Задания:
[1] Сократите абзац отрывка, который начинается словами «Его казнь была одной из наиболее трогательных». Сохраните основные факты.
[2] Выпишите из отрывка без изменений фрагмент. Начните с того места, где стоят слова «Его казнь была», и остановитесь после слов «его в Рокет.».

Данный отрывок:
* * * *

И он вышел из залы суда с поднятой головой, спокойно, просто и с достоинством… Можно было подумать, что перспектива смертной казни возвратила ему все его мужество и что он даже рад, что может вполне искупить свое преступление.
В нем сказался солдат, и он сохранил свое спокойное мужество вплоть до последней минуты жизни.
Его казнь была одной из наиболее трогательных, при которых мне пришлось присутствовать, так как я имел случай наблюдать, какую огромную нравственную силу дает умирающему религиозное чувство. Шумахер был протестант, и к нему был приглашен пастор господин Арбу, который навещал его сначала в Мазасе, потом в тюрьме Рокет.
По его просьбе он был уведомлен о дне казни, так что когда я приехал, то уже застал его в Рокет.
Он вошел вместе со мной, вслед за господином Бокеном, в камеру осужденного. Шумахер спал крепким сном. Предшествовавшие дни он был спокоен и не ждал катастрофы, так как адвокат все время поддерживал в нем надежду на помилование.
Вот почему изумление его должно было быть ужасно, когда, внезапно разбуженный, он услышал от господина Бокена обычную формулу:
— Ваша просьба о помиловании отвергнута, постарайтесь сохранить мужество и умереть с достоинством.

* * * *

Материал:
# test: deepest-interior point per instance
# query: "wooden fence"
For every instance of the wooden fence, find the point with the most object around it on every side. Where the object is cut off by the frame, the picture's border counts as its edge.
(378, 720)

* * * *

Ответы к упражнению:
[1] Эта казнь была одной из самых трогательных, на которых присутствовал рассказчик. Она показала, какую огромную нравственную силу даёт умирающему религиозное чувство. Шумахер был протестантом. К нему пригласили пастора Арбу, который навещал его сначала в Мазасе, а затем в тюрьме Рокет.

[2]
Его казнь была одной из наиболее трогательных, при которых мне пришлось присутствовать, так как я имел случай наблюдать, какую огромную нравственную силу дает умирающему религиозное чувство. Шумахер был протестант, и к нему был приглашен пастор господин Арбу, который навещал его сначала в Мазасе, потом в тюрьме Рокет.
По его просьбе он был уведомлен о дне казни, так что когда я приехал, то уже застал его в Рокет.